**Required work:**
Below are records. Transcribe exactly the lines from the one that contains "Annotation task — locate each instance of the window in" through the last line, leaving any pictures out.

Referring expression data
====

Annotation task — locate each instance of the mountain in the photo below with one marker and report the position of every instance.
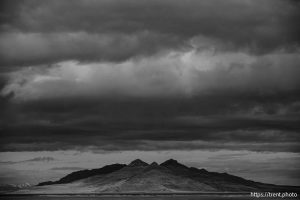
(140, 177)
(82, 174)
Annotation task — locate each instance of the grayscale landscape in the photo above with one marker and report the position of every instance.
(149, 99)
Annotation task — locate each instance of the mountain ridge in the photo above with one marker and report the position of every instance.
(139, 176)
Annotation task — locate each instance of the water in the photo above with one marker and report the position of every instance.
(194, 197)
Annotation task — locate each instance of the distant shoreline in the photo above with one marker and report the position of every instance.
(133, 194)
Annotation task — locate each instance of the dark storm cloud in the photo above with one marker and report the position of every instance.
(118, 30)
(37, 159)
(151, 125)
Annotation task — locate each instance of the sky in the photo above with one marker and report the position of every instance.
(214, 84)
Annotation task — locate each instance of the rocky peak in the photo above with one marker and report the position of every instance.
(172, 163)
(138, 163)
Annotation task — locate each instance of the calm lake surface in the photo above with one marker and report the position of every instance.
(196, 197)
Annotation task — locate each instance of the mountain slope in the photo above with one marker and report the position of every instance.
(140, 177)
(78, 175)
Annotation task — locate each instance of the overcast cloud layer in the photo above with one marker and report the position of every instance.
(150, 75)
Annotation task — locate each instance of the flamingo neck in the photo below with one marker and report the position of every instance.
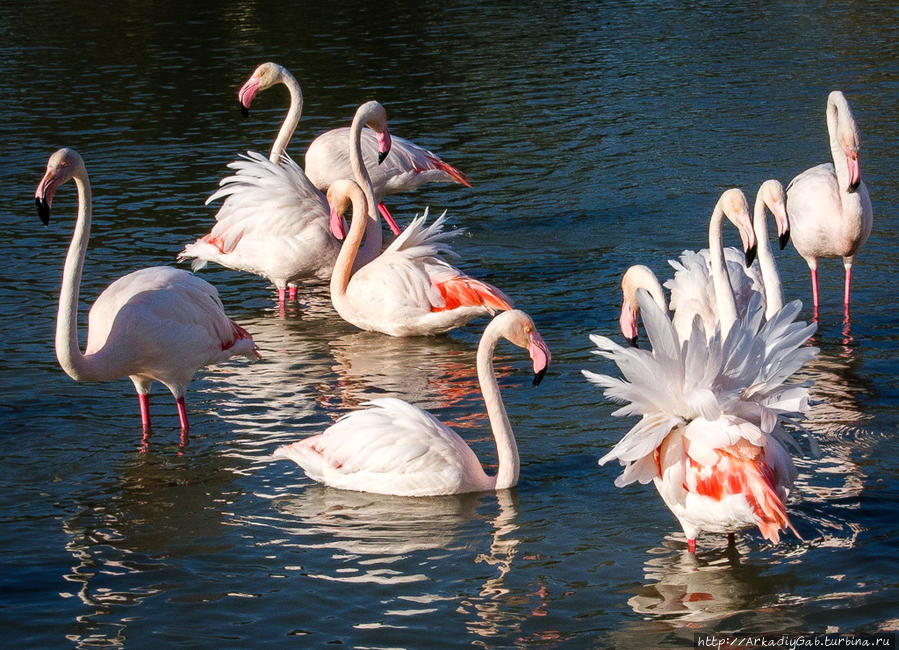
(767, 264)
(508, 463)
(344, 265)
(374, 239)
(724, 293)
(292, 118)
(68, 351)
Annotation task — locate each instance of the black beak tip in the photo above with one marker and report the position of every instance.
(750, 256)
(43, 210)
(783, 239)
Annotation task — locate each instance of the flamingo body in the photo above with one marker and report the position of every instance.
(393, 447)
(828, 205)
(710, 435)
(407, 168)
(407, 290)
(156, 324)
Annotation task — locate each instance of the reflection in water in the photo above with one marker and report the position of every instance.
(127, 546)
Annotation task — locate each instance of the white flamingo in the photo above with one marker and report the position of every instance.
(274, 222)
(828, 205)
(156, 324)
(407, 290)
(710, 436)
(408, 167)
(396, 448)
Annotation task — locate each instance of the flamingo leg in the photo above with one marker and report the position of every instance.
(815, 289)
(182, 415)
(144, 401)
(846, 290)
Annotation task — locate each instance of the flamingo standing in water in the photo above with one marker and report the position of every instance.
(396, 448)
(408, 167)
(710, 436)
(274, 222)
(828, 205)
(407, 290)
(156, 324)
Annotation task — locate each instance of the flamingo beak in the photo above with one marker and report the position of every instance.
(383, 145)
(540, 355)
(43, 195)
(246, 94)
(855, 175)
(337, 224)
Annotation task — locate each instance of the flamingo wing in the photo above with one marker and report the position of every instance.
(390, 448)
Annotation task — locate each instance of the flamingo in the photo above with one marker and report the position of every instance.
(710, 435)
(274, 222)
(409, 165)
(828, 205)
(407, 290)
(156, 324)
(396, 448)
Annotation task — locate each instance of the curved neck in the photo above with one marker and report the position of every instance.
(67, 350)
(724, 293)
(507, 460)
(374, 239)
(292, 118)
(770, 276)
(344, 265)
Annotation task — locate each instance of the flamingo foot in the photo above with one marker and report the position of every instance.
(182, 415)
(144, 401)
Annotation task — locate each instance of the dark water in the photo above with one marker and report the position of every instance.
(596, 136)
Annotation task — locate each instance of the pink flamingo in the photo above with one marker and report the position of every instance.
(407, 290)
(396, 448)
(274, 222)
(828, 205)
(156, 324)
(408, 167)
(710, 437)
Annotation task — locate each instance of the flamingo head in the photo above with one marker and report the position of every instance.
(736, 209)
(374, 116)
(263, 77)
(847, 134)
(773, 195)
(517, 327)
(637, 277)
(61, 167)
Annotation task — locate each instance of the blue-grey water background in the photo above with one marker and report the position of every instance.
(596, 135)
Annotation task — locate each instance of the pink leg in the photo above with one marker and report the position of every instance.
(846, 290)
(815, 289)
(182, 414)
(144, 400)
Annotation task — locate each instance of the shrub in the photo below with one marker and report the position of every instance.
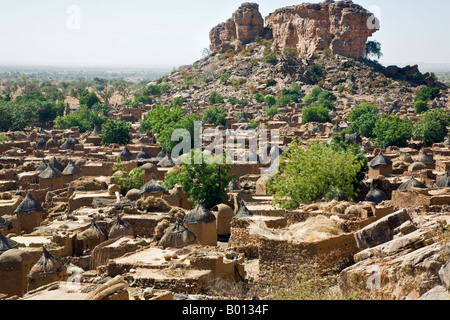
(215, 97)
(421, 107)
(128, 179)
(314, 173)
(427, 94)
(432, 126)
(116, 132)
(214, 115)
(391, 130)
(206, 181)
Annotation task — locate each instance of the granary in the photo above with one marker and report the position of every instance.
(7, 244)
(47, 270)
(126, 154)
(51, 178)
(143, 155)
(69, 144)
(120, 228)
(380, 166)
(71, 172)
(51, 143)
(29, 213)
(375, 195)
(426, 159)
(56, 164)
(224, 215)
(90, 238)
(444, 182)
(177, 236)
(15, 265)
(412, 183)
(202, 223)
(152, 188)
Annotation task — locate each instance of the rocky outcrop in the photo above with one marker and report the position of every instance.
(245, 25)
(342, 26)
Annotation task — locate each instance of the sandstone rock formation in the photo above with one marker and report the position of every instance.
(245, 25)
(342, 26)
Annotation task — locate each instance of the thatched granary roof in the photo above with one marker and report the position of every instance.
(96, 132)
(380, 159)
(48, 263)
(71, 168)
(178, 236)
(50, 172)
(142, 155)
(152, 187)
(199, 214)
(42, 166)
(69, 143)
(7, 244)
(243, 211)
(375, 195)
(56, 164)
(444, 182)
(412, 183)
(125, 154)
(28, 205)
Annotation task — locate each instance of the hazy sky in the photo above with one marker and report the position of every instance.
(150, 32)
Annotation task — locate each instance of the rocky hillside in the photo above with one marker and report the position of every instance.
(309, 44)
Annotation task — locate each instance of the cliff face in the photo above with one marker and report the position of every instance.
(245, 25)
(342, 26)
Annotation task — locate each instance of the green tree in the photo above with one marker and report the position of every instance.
(432, 126)
(128, 179)
(215, 115)
(204, 179)
(421, 107)
(427, 94)
(115, 132)
(373, 49)
(314, 173)
(316, 114)
(89, 99)
(83, 118)
(391, 130)
(215, 98)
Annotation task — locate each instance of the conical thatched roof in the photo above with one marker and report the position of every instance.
(42, 166)
(375, 195)
(41, 143)
(243, 211)
(178, 236)
(6, 243)
(120, 228)
(380, 159)
(69, 144)
(50, 172)
(96, 132)
(412, 183)
(152, 187)
(444, 182)
(48, 263)
(71, 168)
(425, 158)
(142, 155)
(56, 164)
(28, 205)
(199, 214)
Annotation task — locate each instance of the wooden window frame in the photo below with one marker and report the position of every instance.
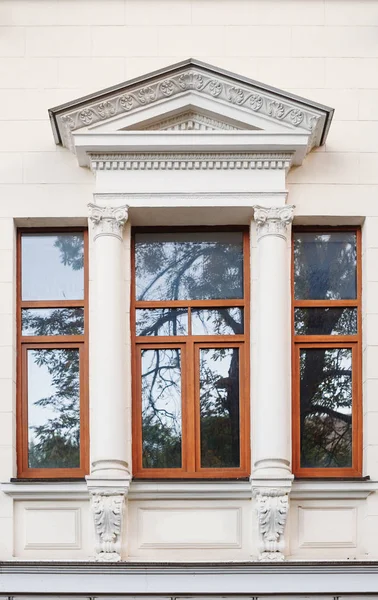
(190, 345)
(354, 342)
(25, 343)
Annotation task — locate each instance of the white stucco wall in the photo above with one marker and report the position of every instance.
(52, 51)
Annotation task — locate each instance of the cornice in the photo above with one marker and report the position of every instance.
(188, 161)
(191, 76)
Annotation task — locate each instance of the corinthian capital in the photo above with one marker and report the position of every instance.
(273, 220)
(108, 220)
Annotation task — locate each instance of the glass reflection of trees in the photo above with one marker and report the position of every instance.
(326, 407)
(186, 267)
(325, 269)
(55, 442)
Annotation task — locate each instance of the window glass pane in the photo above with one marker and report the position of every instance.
(161, 408)
(326, 407)
(219, 407)
(325, 265)
(52, 321)
(189, 266)
(217, 321)
(325, 321)
(53, 266)
(53, 408)
(162, 321)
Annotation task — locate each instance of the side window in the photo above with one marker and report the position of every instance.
(190, 360)
(326, 353)
(52, 411)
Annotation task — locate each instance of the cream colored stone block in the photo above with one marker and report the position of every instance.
(258, 41)
(370, 395)
(54, 167)
(28, 72)
(335, 41)
(371, 258)
(6, 362)
(368, 104)
(28, 12)
(7, 328)
(12, 41)
(351, 72)
(164, 12)
(326, 167)
(58, 41)
(32, 204)
(7, 428)
(371, 329)
(371, 429)
(348, 12)
(72, 12)
(7, 393)
(10, 168)
(25, 136)
(6, 298)
(6, 538)
(52, 529)
(292, 72)
(255, 12)
(124, 41)
(95, 73)
(371, 358)
(191, 40)
(327, 527)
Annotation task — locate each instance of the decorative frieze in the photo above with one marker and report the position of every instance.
(249, 97)
(189, 161)
(273, 220)
(272, 509)
(108, 220)
(107, 508)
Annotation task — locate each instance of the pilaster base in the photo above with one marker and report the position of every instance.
(108, 507)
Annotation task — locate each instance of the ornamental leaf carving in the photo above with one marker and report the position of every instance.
(276, 109)
(296, 116)
(106, 109)
(215, 88)
(167, 87)
(236, 95)
(126, 102)
(256, 102)
(86, 116)
(146, 95)
(191, 81)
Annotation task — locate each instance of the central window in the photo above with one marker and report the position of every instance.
(191, 375)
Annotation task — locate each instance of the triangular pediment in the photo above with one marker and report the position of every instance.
(190, 97)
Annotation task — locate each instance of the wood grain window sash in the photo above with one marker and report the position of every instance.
(328, 342)
(190, 399)
(53, 342)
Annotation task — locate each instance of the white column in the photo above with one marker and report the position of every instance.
(271, 474)
(110, 477)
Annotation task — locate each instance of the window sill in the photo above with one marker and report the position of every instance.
(190, 490)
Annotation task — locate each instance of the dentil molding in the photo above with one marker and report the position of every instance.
(108, 220)
(273, 220)
(190, 161)
(272, 510)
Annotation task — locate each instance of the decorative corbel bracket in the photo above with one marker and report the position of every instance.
(272, 510)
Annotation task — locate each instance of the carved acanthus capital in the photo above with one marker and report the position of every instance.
(272, 509)
(108, 220)
(273, 220)
(107, 509)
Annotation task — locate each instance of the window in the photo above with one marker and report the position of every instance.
(326, 352)
(190, 333)
(52, 356)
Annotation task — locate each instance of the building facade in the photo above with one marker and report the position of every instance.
(188, 298)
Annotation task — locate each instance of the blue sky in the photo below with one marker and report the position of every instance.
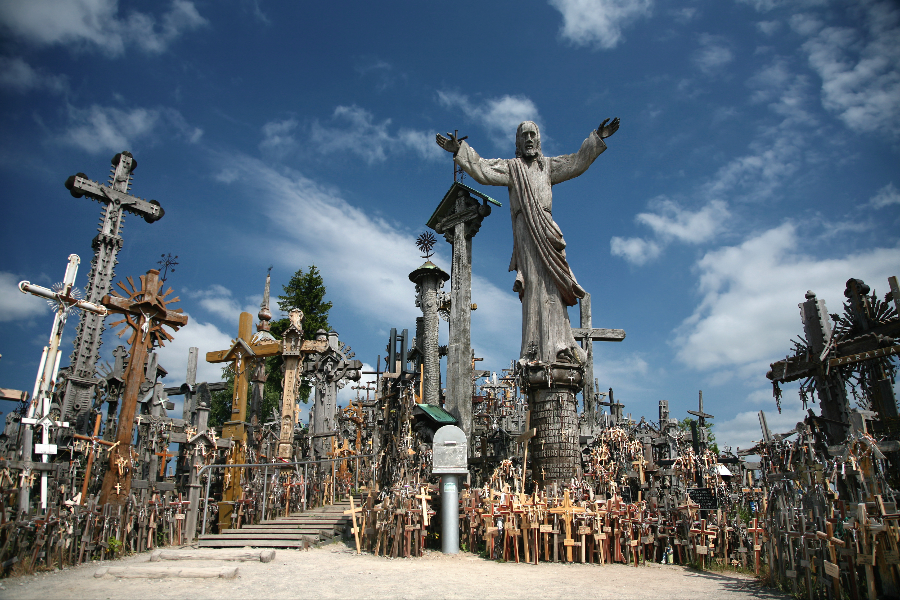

====

**Solution to this task:**
Annotation task — locate each instance of the window in the photo above with one marker and report the position of every instance.
(326, 352)
(190, 333)
(52, 356)
Annotation task — locate each instance of the building facade in the photo above with one marker and report the position of every instance.
(188, 298)
Annotation task — locate each instance of the blue sky in the photo below with one marker and report the position of every instance.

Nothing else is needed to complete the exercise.